*Given request*
Exactly reproduce each record listed below.

---------- Data rows

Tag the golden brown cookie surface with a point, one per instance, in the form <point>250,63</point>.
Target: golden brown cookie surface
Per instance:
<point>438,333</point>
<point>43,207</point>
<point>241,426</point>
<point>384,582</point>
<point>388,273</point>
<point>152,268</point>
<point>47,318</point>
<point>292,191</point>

--------------------

*Response below*
Tag the golden brown cookie surface with a point, one per instance, in the form <point>250,63</point>.
Target: golden brown cookie surface
Per instance:
<point>438,333</point>
<point>43,207</point>
<point>241,426</point>
<point>384,582</point>
<point>388,273</point>
<point>152,268</point>
<point>47,318</point>
<point>292,191</point>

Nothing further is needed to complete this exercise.